**What is required**
Without including the pictures, copy each line below exactly as it reads.

**Given entries**
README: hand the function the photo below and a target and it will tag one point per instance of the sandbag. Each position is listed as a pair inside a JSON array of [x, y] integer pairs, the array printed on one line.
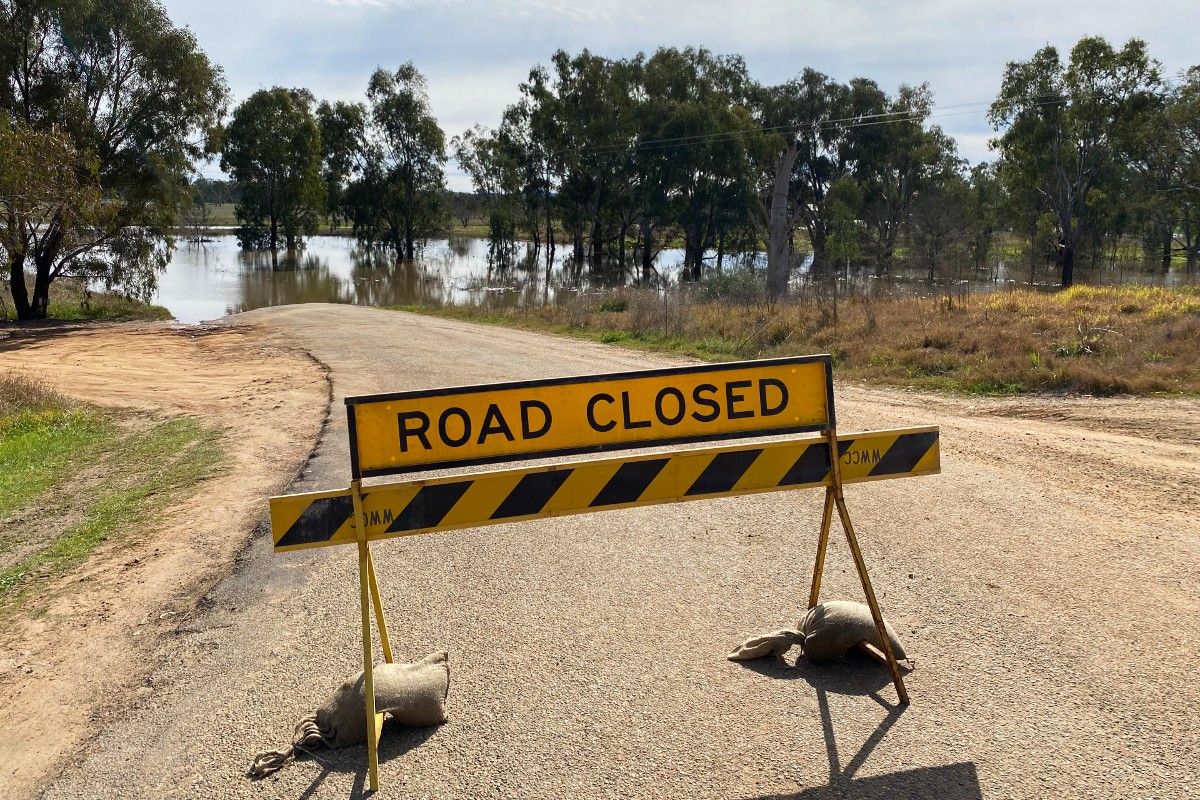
[[832, 629], [827, 632], [411, 693]]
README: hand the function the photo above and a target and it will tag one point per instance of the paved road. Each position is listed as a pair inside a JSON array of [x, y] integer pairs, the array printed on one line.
[[1045, 584]]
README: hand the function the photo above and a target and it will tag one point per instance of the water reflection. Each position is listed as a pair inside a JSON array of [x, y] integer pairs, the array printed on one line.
[[216, 278]]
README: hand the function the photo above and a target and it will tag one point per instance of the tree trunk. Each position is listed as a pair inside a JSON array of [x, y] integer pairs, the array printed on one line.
[[1068, 265], [597, 245], [647, 232], [17, 286], [693, 253], [579, 245], [621, 245], [779, 227], [41, 302]]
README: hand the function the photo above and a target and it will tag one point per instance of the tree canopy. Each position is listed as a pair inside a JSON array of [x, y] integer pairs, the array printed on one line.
[[273, 152], [136, 101]]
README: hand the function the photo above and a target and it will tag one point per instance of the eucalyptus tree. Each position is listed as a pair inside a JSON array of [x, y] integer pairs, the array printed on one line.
[[492, 163], [700, 143], [273, 154], [1065, 125], [397, 198], [342, 143], [1183, 122], [895, 157], [138, 102], [1167, 174]]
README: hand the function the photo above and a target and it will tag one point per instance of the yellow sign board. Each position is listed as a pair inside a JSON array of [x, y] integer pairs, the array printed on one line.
[[480, 425], [324, 518]]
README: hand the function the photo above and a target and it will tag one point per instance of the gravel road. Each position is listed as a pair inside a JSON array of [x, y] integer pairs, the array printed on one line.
[[1045, 584]]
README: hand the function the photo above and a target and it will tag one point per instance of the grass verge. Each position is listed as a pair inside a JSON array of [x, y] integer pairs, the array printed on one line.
[[1090, 340], [72, 477], [72, 301]]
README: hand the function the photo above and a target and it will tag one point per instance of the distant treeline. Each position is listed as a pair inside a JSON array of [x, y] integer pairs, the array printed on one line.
[[683, 146], [107, 107]]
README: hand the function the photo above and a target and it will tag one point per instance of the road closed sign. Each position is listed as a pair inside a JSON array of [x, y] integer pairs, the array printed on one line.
[[479, 425]]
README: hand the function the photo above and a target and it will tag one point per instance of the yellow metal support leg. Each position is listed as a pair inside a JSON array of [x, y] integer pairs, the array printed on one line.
[[373, 720], [381, 623], [822, 545], [876, 614], [859, 563]]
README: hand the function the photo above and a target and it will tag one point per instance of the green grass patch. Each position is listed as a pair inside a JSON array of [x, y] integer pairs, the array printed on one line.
[[71, 301], [39, 447], [75, 477]]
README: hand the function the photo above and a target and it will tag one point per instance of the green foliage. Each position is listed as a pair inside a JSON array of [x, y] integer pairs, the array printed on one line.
[[1071, 131], [396, 200], [273, 152], [137, 102]]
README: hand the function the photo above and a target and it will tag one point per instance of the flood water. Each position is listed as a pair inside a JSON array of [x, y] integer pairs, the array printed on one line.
[[216, 278]]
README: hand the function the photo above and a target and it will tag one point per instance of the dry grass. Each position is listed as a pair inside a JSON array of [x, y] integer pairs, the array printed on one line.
[[21, 394], [1101, 341]]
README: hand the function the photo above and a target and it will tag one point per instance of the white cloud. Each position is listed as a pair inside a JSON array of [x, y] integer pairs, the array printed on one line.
[[475, 52]]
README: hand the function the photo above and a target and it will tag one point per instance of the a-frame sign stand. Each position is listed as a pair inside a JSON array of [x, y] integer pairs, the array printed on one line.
[[369, 596], [834, 498], [403, 432]]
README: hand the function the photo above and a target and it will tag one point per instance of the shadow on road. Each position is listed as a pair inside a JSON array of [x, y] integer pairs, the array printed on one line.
[[395, 741], [859, 675]]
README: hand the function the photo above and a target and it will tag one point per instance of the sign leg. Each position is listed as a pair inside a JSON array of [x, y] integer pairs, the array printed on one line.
[[822, 545], [381, 623], [876, 614], [369, 669]]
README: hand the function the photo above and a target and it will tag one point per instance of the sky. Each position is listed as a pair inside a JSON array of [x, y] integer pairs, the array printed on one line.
[[474, 53]]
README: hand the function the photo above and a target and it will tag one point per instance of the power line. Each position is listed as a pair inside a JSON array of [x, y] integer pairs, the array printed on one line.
[[817, 126]]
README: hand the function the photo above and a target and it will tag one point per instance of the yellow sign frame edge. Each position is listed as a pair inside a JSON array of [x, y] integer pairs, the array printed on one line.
[[357, 471], [574, 464]]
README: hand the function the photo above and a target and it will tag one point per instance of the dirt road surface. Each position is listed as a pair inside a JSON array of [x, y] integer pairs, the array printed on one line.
[[1045, 584], [69, 668]]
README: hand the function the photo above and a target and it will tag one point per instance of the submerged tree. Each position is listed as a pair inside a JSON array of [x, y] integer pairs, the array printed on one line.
[[136, 100], [1068, 126], [273, 152], [397, 198], [342, 144]]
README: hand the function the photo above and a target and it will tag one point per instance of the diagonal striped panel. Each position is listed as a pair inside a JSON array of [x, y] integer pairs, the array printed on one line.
[[508, 495]]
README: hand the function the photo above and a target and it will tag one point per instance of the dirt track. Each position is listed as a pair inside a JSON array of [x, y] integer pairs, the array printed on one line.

**Answer to the exercise**
README: hand the function the photo below and a target and it will tag one point per instance of the sandbag. Each position is listed as a pair inside a JSON array of [x, y] integer pairs, the array printed on one line.
[[832, 629], [827, 632], [411, 693]]
README: hand the function the photo above and a target and it will tag one point per instance of the paved road. Each position is listed as a pair inside a JSON array of [x, y] integer pairs, the array printed on one line.
[[1045, 584]]
README: hand the function the photo above and a target and it will tag one point per instance of the water reflection. Each position is listed as a pair inside a JSON array of [x, y] integer pairs, the array printed on one line.
[[216, 278]]
README: hand the function the photo above and a target and it will tag one point per instance of the tree trunk. Each position is listed as a pair inside a JSON array of [x, y] integer pairs, the array printed on one line.
[[1068, 265], [597, 245], [647, 232], [17, 286], [693, 253], [579, 245], [621, 245], [779, 227], [41, 302]]
README: hand the function the photo above and a target and it will tag one point per instance of the tree canopy. Each position is listed as a pair inside a JSON array of [x, y] integer pairs, the array printed on one line.
[[273, 152], [136, 101]]
README: hand the function the photo above and a target and it will tag one point per instance of the eucalyptus tree. Each position is listed as a pair inside a JSON array of [x, y] integer pairs, the array printed on one line.
[[492, 163], [700, 143], [273, 154], [1065, 125], [397, 198], [342, 143], [1183, 122], [895, 157], [138, 102], [1167, 174]]
README: hand the function the photo above and a target and it will tag one point per instance of the yellow sign board. Each position is listed as a pair inside a JSON array of [x, y] integer pairs, the array printed on one line.
[[480, 425], [324, 518]]
README: hand the function the photo above and a target and it will tag one point per instance of the gravel road. Each position is listed as a pair inside a JSON array of [x, y] integer pairs, the array printed on one line.
[[1045, 584]]
README: hand the function the photo above and a target and it will tag one point per instance of the grass verge. Each position is listed as a pair inside a JSON array of [x, y] integer pairs, the array printed on one line.
[[1090, 340], [72, 477], [72, 301]]
README: hand the function the photo above and a target and it will tag one point per instance of the distant treeline. Each position is listed as a pair inside a JSON array of [x, y] integer pairs, the array printed on one line.
[[683, 146], [107, 107]]
README: hand the function the photo above and a target and it will tag one point per instance of the road closed sign. Each position is listed as a pair inside a JSON array of [x, y] integer pairs, the array printed on one line.
[[479, 425]]
README: hand the function the photo above and a target and it will tag one point per instance of the yellow metal support leg. Each position is listed as a pair inside a JSON array of [x, y] integer pairs, the array printed on one line.
[[373, 720], [381, 623], [822, 545], [876, 614], [859, 563]]
README: hand the function the photo above and a target and it will tag one point per instance of the green grass patch. Each position is listed as a pair inside a JSON array of [x, y] integer pairs, the array printed on one line.
[[71, 301], [39, 447], [75, 477]]
README: hand the function the photo above and a target and it will tag one point per instance of the green foliage. Each position is listed as a pair inside a JSON array of [x, y] integer pairs, the array printed on one line.
[[1071, 131], [396, 200], [273, 152], [137, 102]]
README: hand the function the photo above and a target and it will tag one point per instance of the flood water. Each position is listed as a pair inside a JSON array of [x, y] integer pairs, the array printed on one line.
[[216, 278]]
README: hand the function the photo above and a target and it will tag one point per instance of the dry grass. Each position is listed as a pair inside a JSON array of [x, y] integer pairs, the array printed on one line.
[[21, 394], [1101, 341]]
README: hand the function the photo above and a target and it will tag one point per instance of the white cloud. Each position is listed as a pair inside a JSON array of [x, y] integer pairs, the array printed on one line.
[[475, 52]]
README: hand the function the photo above and a target and it will tag one point per instance of the a-frame sign stand. Each position is listed as a pair inside a JSON array of [x, y] integer pairs, the array printed on one line.
[[369, 596], [834, 498], [403, 432]]
README: hand the function the photo above and a target and it will tag one point per instance of the shadow on road. Each position is listed as a pair inside a JSON array of [x, y] integer pairs, the array printed on one line.
[[395, 741], [859, 675]]
README: hand the function the photo above and a target and it will tag one point per instance of the sign leg. Each position is listed as a pair inside a JSON array of [x, y] integer pairs, the array printed on one line.
[[822, 545], [381, 623], [876, 614], [369, 669]]
README: hand the function the photo above and a target and it will tag one point per instance of the sky. Each position is listed as a pair inside a JSON array of [x, y] integer pairs, the array printed on one line.
[[474, 53]]
README: hand the function the photo above and a target and it will tag one point per instance of the power line. Each position is listed as a pair inside a JSON array of [x, y] integer pairs, the array printed on one line.
[[817, 126]]
README: hand the function the photo above and a target and it will tag one point per instance of the yellow sign frame edge. Each position is listed as a pair inside a JSON array of [x, y] integer pairs, the array printed on one line.
[[357, 471], [574, 464]]
README: hand the function the photo above and a target and it will tag one point per instance of the dirt road surface. Each position is listed as a pair inside a JSON array of [x, y] integer pairs, the array printed on one line.
[[1045, 584], [69, 668]]
README: hand the function the photo above and a target and it will tag one point per instance of the submerged tree. Each position is listed as a pair inside a JSON array of [x, y] integer pairs, the array printed on one line.
[[136, 100], [1068, 126], [273, 152], [397, 198], [342, 144]]
README: hand the function the photo above and a target and it will tag one point per instance of the diagonal striped panel. Each position is listed as a pair inside a JSON array of [x, y] integer pairs, the array printed on one line.
[[508, 495]]
README: hand the function the photo above and a target and it will tag one point per instance of the dirt track. Each position is listed as a pair inside a JSON array of [x, y] integer pairs, the array printed on one line.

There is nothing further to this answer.